**** Records shown
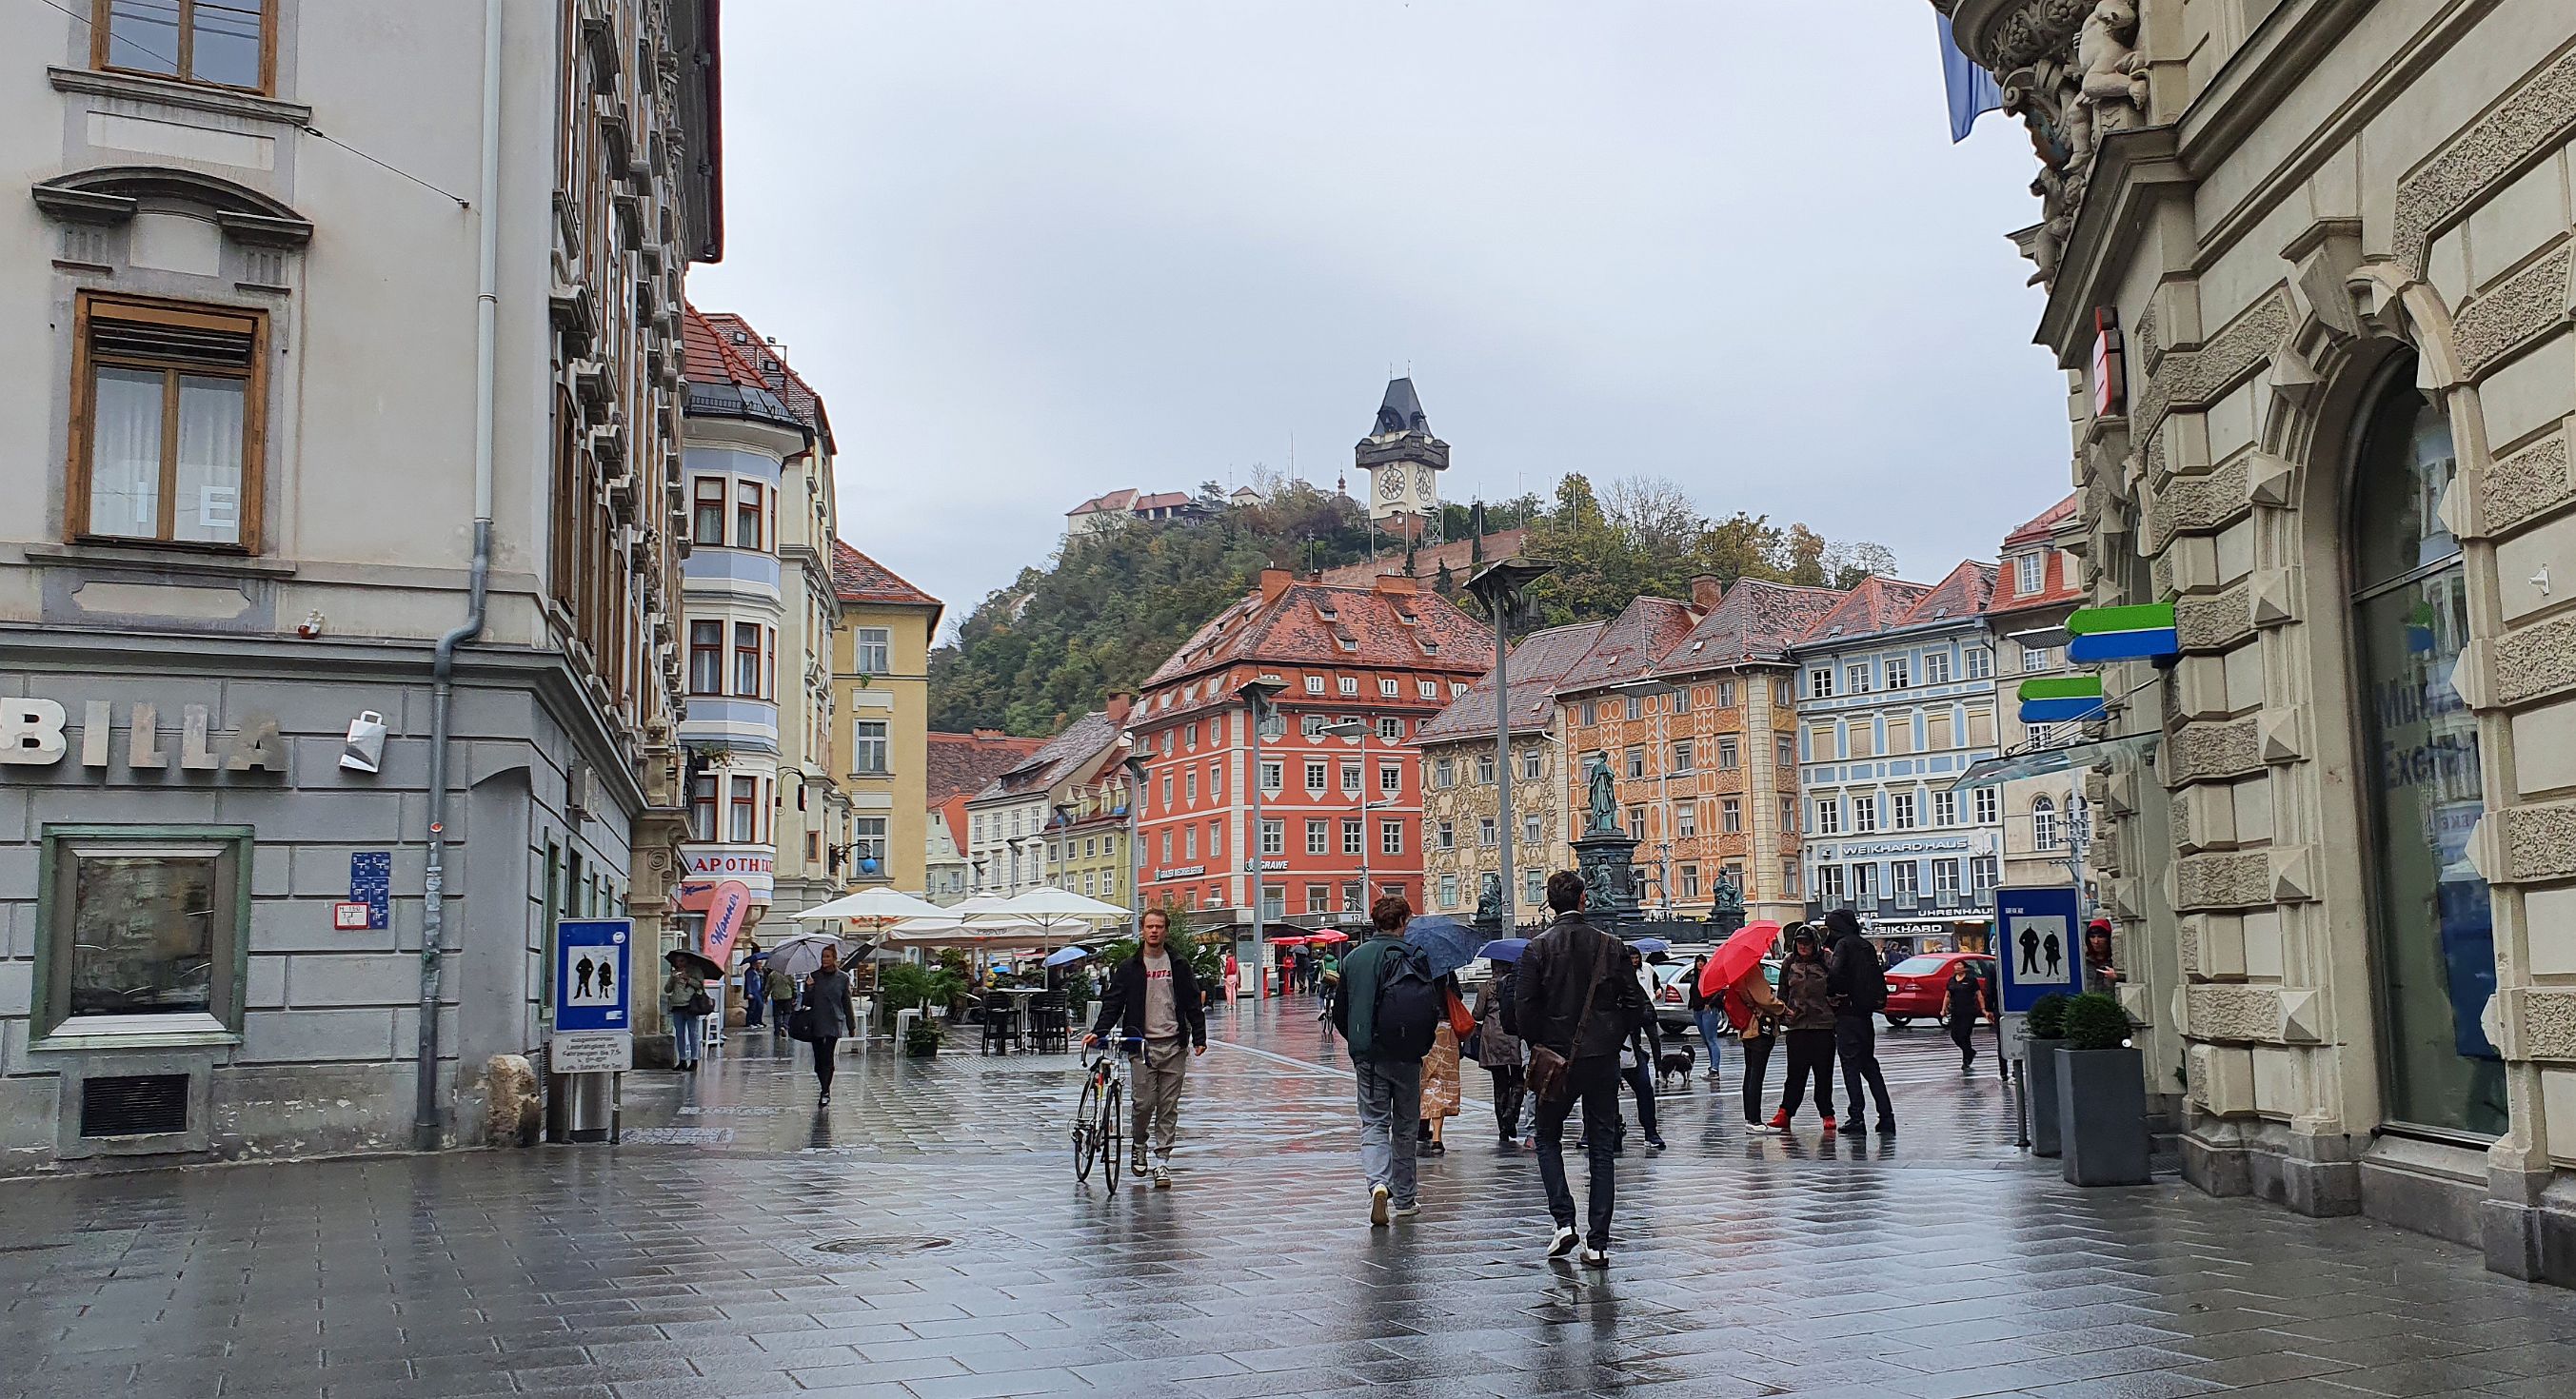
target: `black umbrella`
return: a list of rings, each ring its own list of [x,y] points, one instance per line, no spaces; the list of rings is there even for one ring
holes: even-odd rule
[[[704,953],[691,952],[685,947],[674,947],[663,953],[662,960],[670,963],[671,970],[675,972],[694,972],[710,981],[717,980],[725,974],[724,968],[717,966],[713,957]]]

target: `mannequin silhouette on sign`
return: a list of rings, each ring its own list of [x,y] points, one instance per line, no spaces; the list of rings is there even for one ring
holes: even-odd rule
[[[2021,970],[2024,976],[2039,975],[2039,930],[2021,930]]]
[[[572,964],[572,994],[575,1000],[590,999],[591,963],[588,957]]]

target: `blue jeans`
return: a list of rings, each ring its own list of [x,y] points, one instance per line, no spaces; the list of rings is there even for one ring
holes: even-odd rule
[[[1413,1149],[1422,1122],[1422,1061],[1360,1059],[1360,1169],[1401,1207],[1415,1202]]]
[[[1547,1212],[1558,1225],[1574,1227],[1574,1192],[1565,1179],[1565,1119],[1583,1110],[1583,1144],[1592,1158],[1592,1180],[1586,1201],[1583,1241],[1594,1248],[1610,1246],[1610,1216],[1619,1201],[1618,1168],[1611,1155],[1611,1134],[1619,1130],[1619,1058],[1614,1054],[1577,1059],[1565,1066],[1565,1096],[1538,1105],[1538,1179],[1547,1192]]]
[[[694,1064],[698,1062],[698,1055],[705,1050],[706,1043],[707,1018],[705,1016],[683,1015],[676,1010],[671,1012],[672,1058],[683,1064]]]
[[[1703,1006],[1692,1019],[1699,1022],[1699,1042],[1708,1046],[1708,1071],[1717,1072],[1717,1027],[1726,1023],[1726,1013],[1715,1006]]]

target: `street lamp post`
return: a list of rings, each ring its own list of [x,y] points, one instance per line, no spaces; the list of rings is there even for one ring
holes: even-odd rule
[[[1360,912],[1362,914],[1366,914],[1372,904],[1369,896],[1368,731],[1367,715],[1361,715],[1357,719],[1345,719],[1336,724],[1319,725],[1315,729],[1318,734],[1330,734],[1335,738],[1357,738],[1360,741]]]
[[[1145,937],[1145,845],[1138,834],[1137,813],[1145,805],[1145,764],[1136,756],[1136,736],[1118,736],[1118,765],[1127,773],[1127,931]]]
[[[1244,729],[1250,738],[1252,753],[1251,806],[1252,829],[1244,841],[1244,862],[1252,869],[1252,983],[1253,999],[1270,994],[1270,973],[1262,960],[1267,955],[1267,939],[1261,923],[1261,725],[1262,711],[1270,708],[1279,692],[1288,688],[1275,680],[1247,680],[1236,691],[1243,696]]]
[[[1500,559],[1467,580],[1468,593],[1484,604],[1485,616],[1494,624],[1494,791],[1499,800],[1495,834],[1502,841],[1502,930],[1506,934],[1520,922],[1520,892],[1512,887],[1512,609],[1520,602],[1521,589],[1554,567],[1517,557]]]

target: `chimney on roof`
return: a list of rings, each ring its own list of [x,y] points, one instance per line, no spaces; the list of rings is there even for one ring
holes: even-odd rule
[[[1265,568],[1261,570],[1262,605],[1267,607],[1271,603],[1277,602],[1279,600],[1279,595],[1288,591],[1288,585],[1296,581],[1297,575],[1284,568]]]
[[[1126,690],[1111,695],[1102,706],[1109,713],[1109,722],[1119,725],[1127,722],[1127,711],[1135,707],[1136,696]]]
[[[1421,580],[1409,573],[1381,573],[1377,576],[1376,586],[1379,592],[1391,595],[1422,591]]]
[[[1006,736],[1007,735],[1005,735],[1000,729],[975,730],[975,741],[977,743],[999,743]]]
[[[1693,612],[1703,615],[1715,612],[1719,601],[1726,596],[1726,585],[1719,582],[1714,573],[1694,573],[1690,584]]]

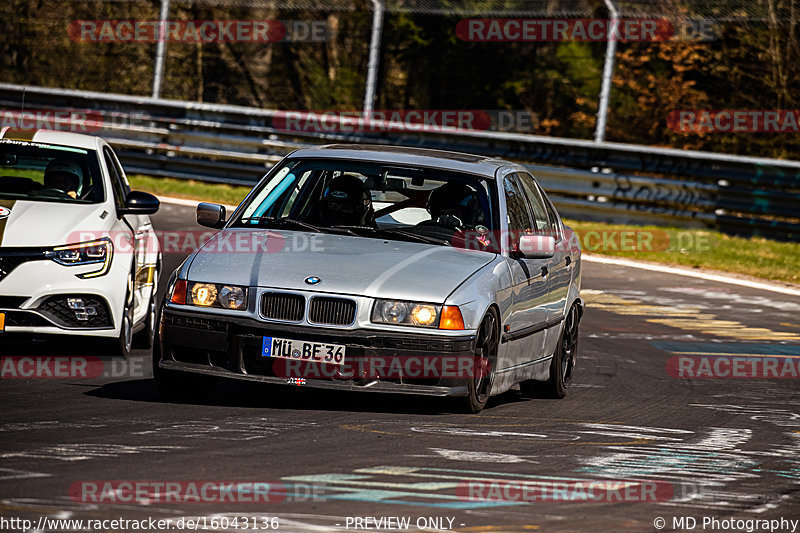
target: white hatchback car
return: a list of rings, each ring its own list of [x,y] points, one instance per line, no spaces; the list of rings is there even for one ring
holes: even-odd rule
[[[0,343],[23,332],[106,337],[123,355],[149,347],[158,207],[99,137],[0,131]]]

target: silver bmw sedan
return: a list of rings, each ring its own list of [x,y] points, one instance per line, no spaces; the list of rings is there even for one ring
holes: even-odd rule
[[[297,150],[172,274],[153,374],[177,400],[218,378],[460,398],[562,398],[581,251],[525,167],[394,146]]]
********
● **Your goal**:
Above are the records; reproduce them exactly and leave out the pictures.

● **Exercise response**:
target: `black umbrella`
return: a list of rings, each ring its own list of [x,y] points, one instance per line, no spaces; the list of rings is there even for one ring
holes: even-odd rule
[[[704,953],[691,952],[685,947],[674,947],[663,953],[662,960],[670,963],[671,970],[675,972],[694,972],[710,981],[717,980],[725,974],[724,968],[717,966],[713,957]]]

target: `mannequin silhouette on sign`
return: a list of rings, each ring its own list of [x,y] points, one instance per line, no spaces; the list of rings is there even for one ring
holes: even-odd rule
[[[2021,970],[2024,976],[2039,975],[2039,930],[2021,930]]]
[[[572,964],[572,994],[575,1000],[590,999],[591,963],[588,957]]]

target: `blue jeans`
return: a list of rings, each ring its own list of [x,y] points, one instance per line, no spaces; the list of rings is there even for one ring
holes: even-odd rule
[[[1413,1149],[1422,1122],[1422,1061],[1360,1059],[1360,1169],[1401,1207],[1415,1202]]]
[[[1547,1212],[1558,1225],[1574,1227],[1574,1192],[1565,1179],[1565,1119],[1583,1110],[1583,1144],[1592,1158],[1592,1180],[1586,1201],[1583,1241],[1594,1248],[1610,1246],[1610,1216],[1619,1201],[1618,1168],[1611,1155],[1611,1134],[1619,1130],[1619,1058],[1614,1054],[1577,1059],[1565,1066],[1565,1096],[1538,1105],[1538,1179],[1547,1192]]]
[[[694,1064],[698,1062],[698,1055],[705,1050],[706,1043],[707,1018],[705,1016],[683,1015],[676,1010],[671,1012],[672,1058],[683,1064]]]
[[[1703,1006],[1692,1019],[1699,1022],[1699,1042],[1708,1046],[1708,1071],[1717,1072],[1717,1027],[1726,1023],[1726,1013],[1715,1006]]]

target: `street lamp post`
return: a list of rings, each ring its own list of [x,y] points, one instance per line, no spaces; the list of rings is there even for one ring
holes: even-odd rule
[[[1360,912],[1362,914],[1366,914],[1372,904],[1369,896],[1368,731],[1367,715],[1361,715],[1357,719],[1345,719],[1336,724],[1319,725],[1315,729],[1318,734],[1330,734],[1335,738],[1357,738],[1360,741]]]
[[[1145,937],[1145,845],[1138,834],[1137,813],[1145,805],[1145,764],[1136,756],[1136,736],[1118,736],[1118,765],[1127,773],[1127,931]]]
[[[1244,729],[1250,738],[1252,753],[1251,806],[1252,829],[1244,841],[1244,862],[1252,869],[1252,983],[1253,999],[1270,994],[1270,973],[1262,960],[1267,955],[1267,939],[1261,923],[1261,725],[1262,711],[1270,708],[1279,692],[1288,688],[1275,680],[1247,680],[1236,691],[1243,696]]]
[[[1500,559],[1467,580],[1468,593],[1484,604],[1485,616],[1494,624],[1494,791],[1499,800],[1495,834],[1502,841],[1502,930],[1506,934],[1520,922],[1520,892],[1512,887],[1512,609],[1520,602],[1521,589],[1554,567],[1517,557]]]

target: `chimney on roof`
return: a list of rings, each ring its own list of [x,y] points, one instance per line, no spaces; the list of rings is there even for one ring
holes: even-odd rule
[[[1265,568],[1261,570],[1262,605],[1267,607],[1271,603],[1277,602],[1279,600],[1279,595],[1288,591],[1288,585],[1296,581],[1297,575],[1284,568]]]
[[[1126,690],[1111,695],[1102,706],[1109,713],[1109,722],[1119,725],[1127,722],[1127,711],[1135,707],[1136,696]]]
[[[1421,580],[1409,573],[1381,573],[1377,576],[1376,586],[1379,592],[1391,595],[1422,591]]]
[[[1006,736],[1007,735],[1005,735],[1000,729],[975,730],[975,741],[977,743],[999,743]]]
[[[1693,612],[1703,615],[1715,612],[1719,601],[1726,596],[1726,585],[1719,582],[1714,573],[1694,573],[1690,584]]]

target: white hatchback car
return: a list of rings, each ring its own list of [x,y] points, one instance per line, no spaces; the list of rings is there even for one ring
holes: even-odd rule
[[[0,343],[23,332],[106,337],[123,355],[149,347],[158,207],[99,137],[0,131]]]

target: silver bmw sedan
return: a list of rings, each ring its own list of [x,y] points, one instance per line, no spaces; the list of rings is there even for one ring
holes: even-odd rule
[[[297,150],[172,274],[153,374],[177,400],[218,378],[460,398],[562,398],[581,251],[525,167],[394,146]]]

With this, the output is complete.